**WHAT IS REQUIRED:** The required result is a copy of each line below in which "pitch" appears.

(Saved entries)

■ ■ ■ ■ ■ ■ ■

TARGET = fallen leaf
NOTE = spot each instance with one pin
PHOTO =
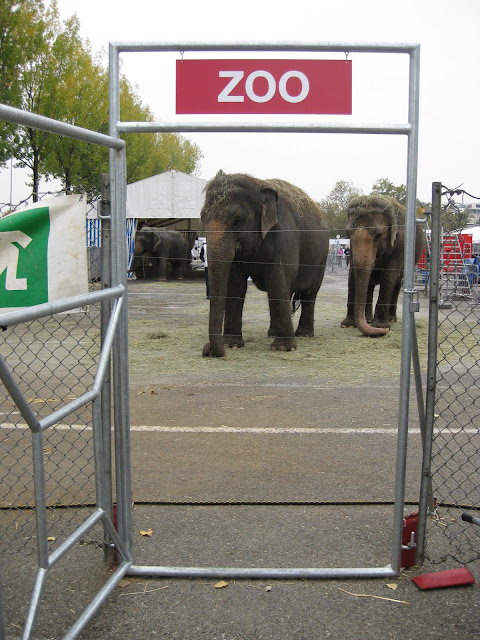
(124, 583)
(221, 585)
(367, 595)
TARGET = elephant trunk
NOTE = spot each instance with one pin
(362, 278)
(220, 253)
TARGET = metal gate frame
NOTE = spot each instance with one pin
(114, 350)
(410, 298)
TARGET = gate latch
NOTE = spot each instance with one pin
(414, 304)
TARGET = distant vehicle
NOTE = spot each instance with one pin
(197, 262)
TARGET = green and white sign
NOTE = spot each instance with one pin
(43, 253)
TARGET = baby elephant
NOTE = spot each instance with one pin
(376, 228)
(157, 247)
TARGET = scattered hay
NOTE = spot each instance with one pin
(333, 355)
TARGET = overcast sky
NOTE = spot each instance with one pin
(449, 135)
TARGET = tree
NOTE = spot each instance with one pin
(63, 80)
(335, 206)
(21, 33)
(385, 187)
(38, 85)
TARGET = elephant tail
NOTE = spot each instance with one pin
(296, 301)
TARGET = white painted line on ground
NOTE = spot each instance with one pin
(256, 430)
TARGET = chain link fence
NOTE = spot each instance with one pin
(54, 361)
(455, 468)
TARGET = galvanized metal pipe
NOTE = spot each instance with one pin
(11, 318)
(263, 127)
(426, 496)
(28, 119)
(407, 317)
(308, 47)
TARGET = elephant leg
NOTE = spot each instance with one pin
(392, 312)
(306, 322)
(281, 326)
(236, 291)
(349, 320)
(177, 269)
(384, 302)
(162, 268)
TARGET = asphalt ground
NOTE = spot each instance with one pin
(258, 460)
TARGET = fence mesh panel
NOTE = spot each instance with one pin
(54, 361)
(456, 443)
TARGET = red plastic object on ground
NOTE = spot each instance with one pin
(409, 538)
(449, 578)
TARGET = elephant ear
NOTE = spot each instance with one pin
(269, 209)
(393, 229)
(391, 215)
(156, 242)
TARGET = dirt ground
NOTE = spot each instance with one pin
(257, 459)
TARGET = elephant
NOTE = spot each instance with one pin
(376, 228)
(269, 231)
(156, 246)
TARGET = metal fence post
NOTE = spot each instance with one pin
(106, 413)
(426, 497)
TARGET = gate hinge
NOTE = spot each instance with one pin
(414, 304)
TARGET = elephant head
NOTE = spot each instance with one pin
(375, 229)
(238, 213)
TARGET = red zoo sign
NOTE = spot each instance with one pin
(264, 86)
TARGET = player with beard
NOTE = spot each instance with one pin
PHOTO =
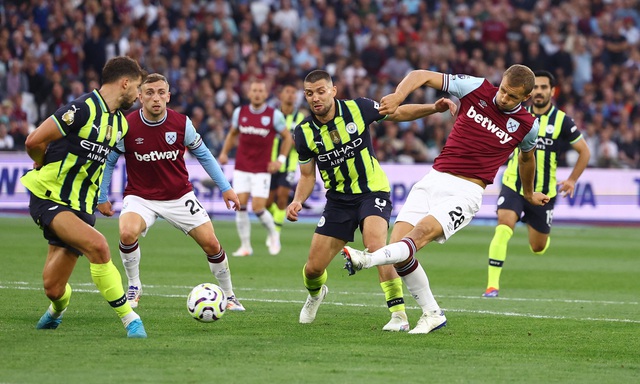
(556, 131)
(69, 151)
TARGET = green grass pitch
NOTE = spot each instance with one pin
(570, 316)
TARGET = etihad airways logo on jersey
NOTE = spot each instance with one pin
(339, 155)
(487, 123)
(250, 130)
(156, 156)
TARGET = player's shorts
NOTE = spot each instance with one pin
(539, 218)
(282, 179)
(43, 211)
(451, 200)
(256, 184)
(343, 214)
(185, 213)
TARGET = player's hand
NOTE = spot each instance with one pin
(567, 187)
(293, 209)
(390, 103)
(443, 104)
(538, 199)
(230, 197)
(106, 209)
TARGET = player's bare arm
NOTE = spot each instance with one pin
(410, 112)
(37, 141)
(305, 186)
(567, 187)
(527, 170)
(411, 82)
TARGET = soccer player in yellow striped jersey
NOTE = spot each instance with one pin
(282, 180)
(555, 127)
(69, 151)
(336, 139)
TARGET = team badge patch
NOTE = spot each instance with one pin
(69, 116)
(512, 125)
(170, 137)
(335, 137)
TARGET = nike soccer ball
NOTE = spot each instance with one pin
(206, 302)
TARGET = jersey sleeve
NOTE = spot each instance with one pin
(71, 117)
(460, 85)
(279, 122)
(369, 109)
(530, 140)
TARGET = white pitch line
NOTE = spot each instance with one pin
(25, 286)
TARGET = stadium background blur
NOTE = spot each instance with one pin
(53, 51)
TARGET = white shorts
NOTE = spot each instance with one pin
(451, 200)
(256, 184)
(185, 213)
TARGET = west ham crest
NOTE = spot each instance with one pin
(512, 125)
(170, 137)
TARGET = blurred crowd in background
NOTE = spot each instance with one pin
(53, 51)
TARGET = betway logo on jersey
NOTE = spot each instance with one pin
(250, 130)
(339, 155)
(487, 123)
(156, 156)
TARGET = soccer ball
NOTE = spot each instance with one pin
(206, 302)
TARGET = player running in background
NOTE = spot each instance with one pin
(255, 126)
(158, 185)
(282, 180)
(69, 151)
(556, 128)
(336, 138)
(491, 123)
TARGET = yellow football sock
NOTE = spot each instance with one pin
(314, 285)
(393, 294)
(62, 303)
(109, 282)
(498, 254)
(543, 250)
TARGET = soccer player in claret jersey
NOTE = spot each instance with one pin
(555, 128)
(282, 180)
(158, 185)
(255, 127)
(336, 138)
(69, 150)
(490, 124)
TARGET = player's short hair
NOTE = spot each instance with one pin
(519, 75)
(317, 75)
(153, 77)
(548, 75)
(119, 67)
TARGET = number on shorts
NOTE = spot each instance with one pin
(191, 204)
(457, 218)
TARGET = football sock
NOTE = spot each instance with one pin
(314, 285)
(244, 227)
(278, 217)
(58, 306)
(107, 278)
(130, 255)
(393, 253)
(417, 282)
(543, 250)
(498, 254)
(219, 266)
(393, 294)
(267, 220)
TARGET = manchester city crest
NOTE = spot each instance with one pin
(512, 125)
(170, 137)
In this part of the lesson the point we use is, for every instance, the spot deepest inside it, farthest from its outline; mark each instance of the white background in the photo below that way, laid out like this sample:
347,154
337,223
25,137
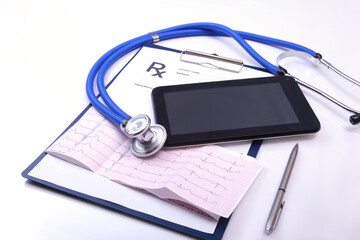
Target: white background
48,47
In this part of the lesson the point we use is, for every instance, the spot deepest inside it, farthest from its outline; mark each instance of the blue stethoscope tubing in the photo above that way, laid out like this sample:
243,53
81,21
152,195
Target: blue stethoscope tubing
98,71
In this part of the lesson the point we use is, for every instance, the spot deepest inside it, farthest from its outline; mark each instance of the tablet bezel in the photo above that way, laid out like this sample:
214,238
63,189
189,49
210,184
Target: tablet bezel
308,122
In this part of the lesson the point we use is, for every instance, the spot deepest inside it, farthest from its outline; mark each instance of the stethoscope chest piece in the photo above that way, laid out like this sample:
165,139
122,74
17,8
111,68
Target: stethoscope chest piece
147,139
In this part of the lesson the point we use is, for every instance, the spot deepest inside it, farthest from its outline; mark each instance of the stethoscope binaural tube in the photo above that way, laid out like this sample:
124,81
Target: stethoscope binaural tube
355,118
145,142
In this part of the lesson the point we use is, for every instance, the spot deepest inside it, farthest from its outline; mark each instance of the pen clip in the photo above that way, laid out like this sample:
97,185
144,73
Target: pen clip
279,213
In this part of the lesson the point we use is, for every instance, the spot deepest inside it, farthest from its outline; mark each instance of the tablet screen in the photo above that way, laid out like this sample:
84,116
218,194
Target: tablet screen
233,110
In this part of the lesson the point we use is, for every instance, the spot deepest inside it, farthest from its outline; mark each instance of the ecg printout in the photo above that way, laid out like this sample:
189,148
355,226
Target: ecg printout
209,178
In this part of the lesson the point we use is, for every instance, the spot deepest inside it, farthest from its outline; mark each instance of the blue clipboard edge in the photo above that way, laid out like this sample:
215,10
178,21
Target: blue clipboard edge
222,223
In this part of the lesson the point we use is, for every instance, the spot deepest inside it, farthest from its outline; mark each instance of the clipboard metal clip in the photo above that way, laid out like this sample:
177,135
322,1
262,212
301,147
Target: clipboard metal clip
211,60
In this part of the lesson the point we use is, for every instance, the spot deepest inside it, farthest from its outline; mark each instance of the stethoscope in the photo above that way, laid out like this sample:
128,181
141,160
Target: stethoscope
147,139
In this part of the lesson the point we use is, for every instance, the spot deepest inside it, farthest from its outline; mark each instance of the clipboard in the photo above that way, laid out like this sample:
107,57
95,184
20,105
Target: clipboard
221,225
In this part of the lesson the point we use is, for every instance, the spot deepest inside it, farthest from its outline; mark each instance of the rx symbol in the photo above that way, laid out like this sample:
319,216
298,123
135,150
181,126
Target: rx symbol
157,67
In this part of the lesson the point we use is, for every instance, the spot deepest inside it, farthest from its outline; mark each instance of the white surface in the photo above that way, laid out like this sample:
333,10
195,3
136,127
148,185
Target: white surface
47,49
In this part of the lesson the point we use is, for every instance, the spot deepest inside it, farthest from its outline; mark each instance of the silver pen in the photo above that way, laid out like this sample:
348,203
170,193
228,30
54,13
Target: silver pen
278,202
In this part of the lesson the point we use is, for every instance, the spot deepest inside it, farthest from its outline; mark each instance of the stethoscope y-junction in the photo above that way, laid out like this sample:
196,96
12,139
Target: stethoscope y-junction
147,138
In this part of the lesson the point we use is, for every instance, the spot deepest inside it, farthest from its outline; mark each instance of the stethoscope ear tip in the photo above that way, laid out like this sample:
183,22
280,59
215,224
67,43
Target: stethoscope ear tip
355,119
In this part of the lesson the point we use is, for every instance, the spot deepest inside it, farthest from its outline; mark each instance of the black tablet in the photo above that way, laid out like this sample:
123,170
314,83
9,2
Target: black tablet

■ ■ ■ ■ ■ ■ ■

**FINISHED TASK:**
TARGET = green grass pitch
TARGET = white pitch line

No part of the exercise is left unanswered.